**What is expected:** Whatever appears in the listing, return all of it exactly.
··· Information shown ···
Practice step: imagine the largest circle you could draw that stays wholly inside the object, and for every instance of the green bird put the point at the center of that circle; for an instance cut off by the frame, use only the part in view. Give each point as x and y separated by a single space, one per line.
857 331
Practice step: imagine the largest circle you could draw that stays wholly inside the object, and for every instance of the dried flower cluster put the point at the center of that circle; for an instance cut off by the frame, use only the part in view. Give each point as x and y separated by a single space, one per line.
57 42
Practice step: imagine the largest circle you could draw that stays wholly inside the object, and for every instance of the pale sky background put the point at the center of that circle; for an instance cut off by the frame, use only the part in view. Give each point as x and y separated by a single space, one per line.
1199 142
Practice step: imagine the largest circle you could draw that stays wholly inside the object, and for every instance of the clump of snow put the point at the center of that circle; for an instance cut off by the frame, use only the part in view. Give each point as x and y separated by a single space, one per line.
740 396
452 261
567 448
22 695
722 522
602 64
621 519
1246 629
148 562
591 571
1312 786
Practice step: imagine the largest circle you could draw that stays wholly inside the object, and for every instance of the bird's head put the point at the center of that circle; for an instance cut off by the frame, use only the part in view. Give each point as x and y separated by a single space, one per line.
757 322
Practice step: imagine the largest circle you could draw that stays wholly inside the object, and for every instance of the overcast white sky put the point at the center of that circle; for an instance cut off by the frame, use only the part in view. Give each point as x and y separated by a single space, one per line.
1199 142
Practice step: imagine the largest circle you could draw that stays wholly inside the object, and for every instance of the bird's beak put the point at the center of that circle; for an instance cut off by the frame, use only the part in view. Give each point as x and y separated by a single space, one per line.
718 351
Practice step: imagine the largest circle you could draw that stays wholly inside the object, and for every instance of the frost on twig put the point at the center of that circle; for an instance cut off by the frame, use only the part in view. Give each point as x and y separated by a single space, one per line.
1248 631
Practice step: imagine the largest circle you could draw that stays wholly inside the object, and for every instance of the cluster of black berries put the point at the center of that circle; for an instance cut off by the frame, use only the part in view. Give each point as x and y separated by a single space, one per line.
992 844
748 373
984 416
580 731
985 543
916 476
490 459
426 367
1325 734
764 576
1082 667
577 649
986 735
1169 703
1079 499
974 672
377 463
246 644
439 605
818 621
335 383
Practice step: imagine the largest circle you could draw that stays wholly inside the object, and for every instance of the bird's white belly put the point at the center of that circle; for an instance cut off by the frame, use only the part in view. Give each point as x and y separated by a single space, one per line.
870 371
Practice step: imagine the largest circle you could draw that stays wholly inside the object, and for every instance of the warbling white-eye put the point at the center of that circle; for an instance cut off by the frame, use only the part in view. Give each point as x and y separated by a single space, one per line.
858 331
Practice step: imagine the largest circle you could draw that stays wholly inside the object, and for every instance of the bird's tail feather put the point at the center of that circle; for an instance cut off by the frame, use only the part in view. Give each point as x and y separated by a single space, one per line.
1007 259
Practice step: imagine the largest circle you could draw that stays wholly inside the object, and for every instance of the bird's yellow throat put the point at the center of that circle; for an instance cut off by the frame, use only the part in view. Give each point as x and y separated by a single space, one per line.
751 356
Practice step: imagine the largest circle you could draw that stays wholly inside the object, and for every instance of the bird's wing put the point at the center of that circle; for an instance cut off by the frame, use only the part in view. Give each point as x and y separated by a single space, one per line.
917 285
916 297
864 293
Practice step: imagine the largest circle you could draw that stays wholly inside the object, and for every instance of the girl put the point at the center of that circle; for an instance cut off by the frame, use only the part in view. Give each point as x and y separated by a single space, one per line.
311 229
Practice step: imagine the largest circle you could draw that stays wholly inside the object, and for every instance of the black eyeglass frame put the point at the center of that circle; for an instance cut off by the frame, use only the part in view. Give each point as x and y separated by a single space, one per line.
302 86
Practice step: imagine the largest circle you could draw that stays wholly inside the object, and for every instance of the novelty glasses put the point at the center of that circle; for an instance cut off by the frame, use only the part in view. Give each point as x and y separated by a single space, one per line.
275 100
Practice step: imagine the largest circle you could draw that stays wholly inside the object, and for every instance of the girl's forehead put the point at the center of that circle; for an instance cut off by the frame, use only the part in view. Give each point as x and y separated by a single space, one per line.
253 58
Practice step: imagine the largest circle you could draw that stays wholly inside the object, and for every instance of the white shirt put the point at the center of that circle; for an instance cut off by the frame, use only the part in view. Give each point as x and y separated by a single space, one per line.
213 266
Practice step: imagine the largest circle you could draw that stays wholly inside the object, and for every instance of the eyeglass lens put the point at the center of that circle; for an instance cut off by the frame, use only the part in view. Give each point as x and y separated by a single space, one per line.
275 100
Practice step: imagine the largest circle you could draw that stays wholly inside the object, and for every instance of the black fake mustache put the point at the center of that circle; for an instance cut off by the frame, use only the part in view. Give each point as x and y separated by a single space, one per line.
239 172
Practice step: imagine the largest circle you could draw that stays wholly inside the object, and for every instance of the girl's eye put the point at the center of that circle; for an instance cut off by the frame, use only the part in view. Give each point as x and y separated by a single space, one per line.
···
**Task result:**
Practice step: imagine the largest circle you could draw that stays wholly inside the object, and for every instance of the green bird put the point at the center of that circle; for an instance cut off by the frame, use only the part in view. Give each point as x and y separated by a single space, one per line.
857 331
Practice step: imagine the largest circle you could draw that stays wholly inside the object, and for every instance of the dried flower cluster put the point at the center of that circle; for an instance cut off by the frame, use only the part in view. Give each point as x and y separated by a single space, one per line.
57 42
Practice step: imagine the largest circle you could draw that stays wholly inside the object, and for every instance of the pale sky background put the point at the center of that circle; for an instance cut off by the frame, use only the part in view. Give each point as x and y separated by a single space, one per line.
1199 142
Practice step: imagine the largest circle you could draw that stays wholly inside the object, and for every instance of the clump of snow put the point at the center of that circle; for an instance cut off by the frame, use only the part in view. Give each point as x and y separated by a single space, one per line.
740 396
452 261
567 448
22 695
722 522
602 64
621 519
1246 629
148 562
591 571
1312 786
Practice step: imagine the largest circle you could draw that stays wholly inside the object, and for every instance of the bird's head put the point at the center of that circle; for an instance cut off by the frame, use only the part in view. Give each point as x and y separated by a single space, one per line.
757 322
Practice step: imagine the largest circle you could draw that stays wholly inside the object, and for every instance of the overcast white sky put the point at the center of that circle; for an instance cut off by the frame, use only the part in view. Give each point as x and y separated by a single space, one per line.
1199 142
Practice step: imagine the largest circle you could draw that stays wholly inside the object, and for every instance of the bird's beak put the point at the center of that circle; for an instance cut off by the frame, use only the part in view. Give each point as x and y separated by a single space, one per line.
718 351
Practice step: imagine the largest circle you could draw that stays wholly inside the object, and for every instance of the frost on twig put the point at the center of that circle; for an instance cut off by the frame, use only the part in view. Give each point as x and y separated by a single space, one per line.
1248 631
Practice step: imagine the largest circle you could draw that stays wholly inside the object, and for every instance of the cluster of black berries put the point at the center of that circle; for an instance cut off by the frame, use only the part in view. Give each point as x and y separated by a single space, one per line.
992 844
748 373
984 416
580 731
985 543
916 476
490 459
426 367
1325 734
764 576
1082 667
577 649
986 735
1169 703
1079 499
974 672
377 463
246 644
439 605
818 621
335 383
Practice step: imagine the largest circle you could draw that stays wholly inside the object, and for every instance of the bird's white belly put the point at the center of that circle; for an instance cut off by the frame, use only the part in view. Give each point as x and y separated by a single space, one per line.
870 371
Practice step: imagine the largest circle you could draw that stays wholly inside the object, and for every instance of the warbling white-eye put the point at the center of that circle; for an instance cut off by the frame, use only the part in view. Give each point as x and y separated by a single space, one per line.
858 331
Practice step: imagine the largest circle you could draw that stays wholly inside the object, and for every instance of the bird's tail feather put the point at the center of that circle; for an instance cut off by the frame, use only the part in view. Give each point as x and y separated by a single space, one per line.
1007 259
Practice step: imagine the largest circle you could draw that stays wholly inside the object, and for every instance of the bird's yellow throat put the point at the center of that circle; for an instance cut off by the frame, use only the part in view. Give each point as x and y separated by a single space, one per line.
751 356
Practice step: imagine the largest circle you could draw that stays wholly inside the object, and for every instance of the bird's wing put the point at the center of that circle; for an instance cut off by the frame, use only the part in view. Give each point as x and y separated by a single space, one per line.
917 285
916 297
864 293
Practice step: imagine the largest circle you could draw that stays wholly inside the object, and for every instance of the girl put the point at the center of that circle; for an instance cut off by the frame, use only the part in view. Give each point as x and y separated by a single space, one per line.
311 229
Practice step: imagine the largest circle you could draw that stays wholly inside the object, and for every instance of the black eyeglass frame put the point at the center of that circle; for an instance cut off by the frame, use only the part in view. Give each point as x and y separated by a single space, one per line.
302 86
Practice step: imagine the largest circle you could draw that stays wholly inside the object, and for every instance of the novelty glasses put the point at the center of that circle; for an instance cut off by the frame, use only the part in view. Give each point as x and y separated by a single space, one per line.
275 100
Practice step: imagine the largest circle you could draw that stays wholly inside the object, and for every instance of the girl's forehead put the point at the center of that circle; for an instance cut off by the frame, use only the part in view. Give each point as x and y separated by a single space, one per line.
253 58
Practice step: imagine the largest circle you could draw that stays wholly inside the object, and for every instance of the white shirt put the point at the center of that circle; for an instance cut off by the frame, use only the part in view. Give each point as x and y separated by a single space, one per line.
213 266
Practice step: imagine the largest circle you could draw that stays wholly inside the object, and for every instance of the eyeglass lens put the point at the center of that circle; for an instance cut off by the frame, use only the part in view. Give each point as x and y separated by a single space, one per line.
275 100
Practice step: imagine the largest circle you could draw that stays wholly inside the object, and for every instance of the black fake mustache put the point at the center of that circle; for an instance cut off by the frame, use only the part in view. Give each point as x and y separated by a single space, one per line.
239 172
Practice step: imagine the largest circle you could draw that stays wholly inside the object, and for every instance of the girl's eye put the point at the center of that circle; for an instance cut off by the frame, use only the part in view. Give each point as x and y separated by a single space, one per line.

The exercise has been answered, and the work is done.